- Text block -
Wednesday, February 01, 2006

all things pink and sparkly

As we head towards T's third birthday, our life has accumulated a lot of pink in it. She has always been fairly girly. At 13 months old T had a very strong opinion about what she would and would not wear and by 18 months, when shopping with me, she'd point out clothes in the stores she liked and say "How cute!" But I can't help but wonder if I'm doing her a favor or a disservice by encouraging her love for all things girly. Because now she is pinker and sparklier than anything we could ever imagine.

I suppose everyone is entitled to their own personal style, and when checking out the other 2-3 year olds, I see that pink tends to be one of the more popular color trends for girls her age. Though now, pink alone isn't good enough anymore. It needs to be dress (preferably pink). With tights. And buckle shoes. And ever since her cousin J, who cuts her hair, introduced T to the wonders of hair sparkles, she thinks that no day truly begins until she's covered with gold sparklies.

But it's not just the clothes. T loves fairies, jewelry (especially "tiraras"), loves to pretend she's a ballerina, and she adores, adores Barbies. Since she's got an older brother, she does undestand the importance of running super fast and having superhero powers, but she does not, in any way, share the satisfaction he gets for throwing a ball toward a hoop or pretending to be a race car driver or astronaut. She is all girl and she's happy about it.

- Required work -
[1] Answer these questions using the post about T's love of pink.
(a) At what age did T first have a very strong opinion about what she would and would not wear?
(b) Who introduced T to hair sparkles?
(c) What toy does T adore?
[2] Pick up the post about T's love of pink right after its final sentence and write the next paragraph.

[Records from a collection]
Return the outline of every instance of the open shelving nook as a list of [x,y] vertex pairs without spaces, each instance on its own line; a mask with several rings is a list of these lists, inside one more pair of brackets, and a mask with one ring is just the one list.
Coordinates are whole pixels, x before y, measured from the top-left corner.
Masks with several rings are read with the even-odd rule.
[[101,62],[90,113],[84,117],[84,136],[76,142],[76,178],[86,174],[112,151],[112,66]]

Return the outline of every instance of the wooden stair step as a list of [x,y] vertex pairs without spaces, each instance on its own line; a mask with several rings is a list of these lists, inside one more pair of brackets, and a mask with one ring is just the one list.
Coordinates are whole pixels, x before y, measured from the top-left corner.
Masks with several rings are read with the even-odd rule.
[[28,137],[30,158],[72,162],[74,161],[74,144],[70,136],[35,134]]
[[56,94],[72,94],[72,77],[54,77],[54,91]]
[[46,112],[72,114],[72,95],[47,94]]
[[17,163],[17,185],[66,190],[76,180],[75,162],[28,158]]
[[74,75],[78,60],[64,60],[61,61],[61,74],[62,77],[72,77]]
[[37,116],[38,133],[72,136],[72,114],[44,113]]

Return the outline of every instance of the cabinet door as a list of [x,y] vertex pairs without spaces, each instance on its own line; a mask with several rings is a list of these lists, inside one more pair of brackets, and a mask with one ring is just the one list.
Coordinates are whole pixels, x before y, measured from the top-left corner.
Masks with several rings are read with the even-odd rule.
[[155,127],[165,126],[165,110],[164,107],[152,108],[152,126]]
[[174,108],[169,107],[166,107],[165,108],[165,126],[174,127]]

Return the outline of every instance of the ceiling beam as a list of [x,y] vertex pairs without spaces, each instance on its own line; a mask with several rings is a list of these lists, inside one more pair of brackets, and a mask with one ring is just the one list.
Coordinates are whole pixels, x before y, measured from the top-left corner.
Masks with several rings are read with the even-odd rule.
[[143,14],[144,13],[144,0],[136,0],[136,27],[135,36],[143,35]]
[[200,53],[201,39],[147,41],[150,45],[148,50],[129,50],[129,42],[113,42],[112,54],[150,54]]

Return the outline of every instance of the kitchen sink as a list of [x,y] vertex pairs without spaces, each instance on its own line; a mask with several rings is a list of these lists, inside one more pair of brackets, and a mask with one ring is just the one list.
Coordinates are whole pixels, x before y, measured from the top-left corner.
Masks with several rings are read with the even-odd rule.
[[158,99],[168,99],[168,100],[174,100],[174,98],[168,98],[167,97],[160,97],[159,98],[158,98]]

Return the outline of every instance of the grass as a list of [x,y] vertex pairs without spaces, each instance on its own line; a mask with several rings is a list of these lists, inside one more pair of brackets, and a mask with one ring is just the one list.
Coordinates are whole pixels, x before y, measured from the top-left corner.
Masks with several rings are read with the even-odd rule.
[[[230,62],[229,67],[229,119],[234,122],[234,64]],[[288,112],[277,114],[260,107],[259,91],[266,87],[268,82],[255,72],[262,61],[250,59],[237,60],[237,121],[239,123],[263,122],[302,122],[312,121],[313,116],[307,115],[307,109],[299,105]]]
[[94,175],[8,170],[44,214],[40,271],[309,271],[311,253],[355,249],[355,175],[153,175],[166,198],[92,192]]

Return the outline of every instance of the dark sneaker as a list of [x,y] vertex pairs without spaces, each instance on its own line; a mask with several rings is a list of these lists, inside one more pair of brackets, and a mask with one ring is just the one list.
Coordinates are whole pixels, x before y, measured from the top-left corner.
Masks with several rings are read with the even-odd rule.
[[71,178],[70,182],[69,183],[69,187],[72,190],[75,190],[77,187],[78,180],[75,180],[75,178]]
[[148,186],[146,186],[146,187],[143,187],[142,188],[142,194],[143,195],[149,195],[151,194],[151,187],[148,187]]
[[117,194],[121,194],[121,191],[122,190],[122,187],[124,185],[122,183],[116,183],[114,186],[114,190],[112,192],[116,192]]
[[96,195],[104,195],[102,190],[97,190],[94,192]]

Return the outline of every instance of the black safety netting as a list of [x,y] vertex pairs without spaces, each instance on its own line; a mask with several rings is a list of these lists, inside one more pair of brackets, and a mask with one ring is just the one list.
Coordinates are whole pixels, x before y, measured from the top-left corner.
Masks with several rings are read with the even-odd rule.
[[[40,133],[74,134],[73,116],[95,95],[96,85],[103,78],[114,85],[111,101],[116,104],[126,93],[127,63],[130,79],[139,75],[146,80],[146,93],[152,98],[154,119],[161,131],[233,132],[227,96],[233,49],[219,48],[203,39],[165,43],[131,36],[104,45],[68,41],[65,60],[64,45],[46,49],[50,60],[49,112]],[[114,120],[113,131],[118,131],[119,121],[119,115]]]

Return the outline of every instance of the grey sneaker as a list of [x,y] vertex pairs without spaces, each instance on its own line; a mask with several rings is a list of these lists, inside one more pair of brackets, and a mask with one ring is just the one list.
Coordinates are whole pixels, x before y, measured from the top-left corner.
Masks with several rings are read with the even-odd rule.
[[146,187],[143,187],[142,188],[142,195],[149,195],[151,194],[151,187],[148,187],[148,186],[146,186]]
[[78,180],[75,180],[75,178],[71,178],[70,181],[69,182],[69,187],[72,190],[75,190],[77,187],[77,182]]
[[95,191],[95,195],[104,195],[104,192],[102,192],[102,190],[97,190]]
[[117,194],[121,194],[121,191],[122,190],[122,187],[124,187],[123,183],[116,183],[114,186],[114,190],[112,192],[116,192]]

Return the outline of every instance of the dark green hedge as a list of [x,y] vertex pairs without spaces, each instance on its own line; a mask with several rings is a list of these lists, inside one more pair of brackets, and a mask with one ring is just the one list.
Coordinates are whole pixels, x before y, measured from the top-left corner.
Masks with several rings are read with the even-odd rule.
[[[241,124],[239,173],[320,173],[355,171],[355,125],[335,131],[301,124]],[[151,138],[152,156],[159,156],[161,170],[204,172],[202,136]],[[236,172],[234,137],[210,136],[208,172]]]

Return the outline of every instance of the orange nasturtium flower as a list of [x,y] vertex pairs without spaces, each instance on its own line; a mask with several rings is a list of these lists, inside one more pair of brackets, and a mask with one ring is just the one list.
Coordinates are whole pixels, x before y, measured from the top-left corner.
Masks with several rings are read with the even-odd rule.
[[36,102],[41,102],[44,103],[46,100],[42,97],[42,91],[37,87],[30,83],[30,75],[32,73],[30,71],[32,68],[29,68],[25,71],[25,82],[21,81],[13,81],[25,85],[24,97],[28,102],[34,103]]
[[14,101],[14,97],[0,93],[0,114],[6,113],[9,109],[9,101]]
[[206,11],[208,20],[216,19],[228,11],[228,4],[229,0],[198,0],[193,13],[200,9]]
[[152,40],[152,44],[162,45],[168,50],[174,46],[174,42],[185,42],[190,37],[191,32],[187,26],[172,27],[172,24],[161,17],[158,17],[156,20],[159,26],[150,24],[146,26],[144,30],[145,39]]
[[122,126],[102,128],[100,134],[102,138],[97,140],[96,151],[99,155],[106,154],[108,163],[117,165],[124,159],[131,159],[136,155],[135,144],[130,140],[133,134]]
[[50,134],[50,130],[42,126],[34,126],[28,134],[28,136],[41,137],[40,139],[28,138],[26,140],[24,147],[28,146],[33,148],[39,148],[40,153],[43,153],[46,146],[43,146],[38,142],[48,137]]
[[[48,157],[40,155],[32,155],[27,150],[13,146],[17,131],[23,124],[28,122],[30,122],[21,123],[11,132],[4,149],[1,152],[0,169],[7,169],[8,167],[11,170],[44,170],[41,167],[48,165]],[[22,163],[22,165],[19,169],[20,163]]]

- Responses to the tasks -
[1]
(a) 13 months old
(b) Her cousin J, who cuts her hair
(c) Barbies

[2]
And this is where I feel uncomfortable. I mean, I'm so glad she loves who she is. She's beautiful and strong and confident, and I hope she stays that way forever. But I feel guilty that I don't do more to make her environment more gender neutral. Part of me feels like she should never have to be ashamed of her pleasures ("It's fine you love Barbie, honey, but remember that she's plastic and her body dimensions aren't physcially even possible and you could never, ever look like her without a lot of disfiguring cosemtic surgery."). But by letting her indulge herself in things that are so specifically girly, am I limiting her potential for being an amazing ballplayer? Or will this encourage her to believe that her looks are more important than her brains? And mostly, do I feel guilty because I fully enjoy the same things she does (though, I tend not to wear tutus or hula skirts to work).

Or, is it enough to give her the support to love the things she loves, yet still expose her to other less superficial things? Who's to say a superhero can't wear a tutu?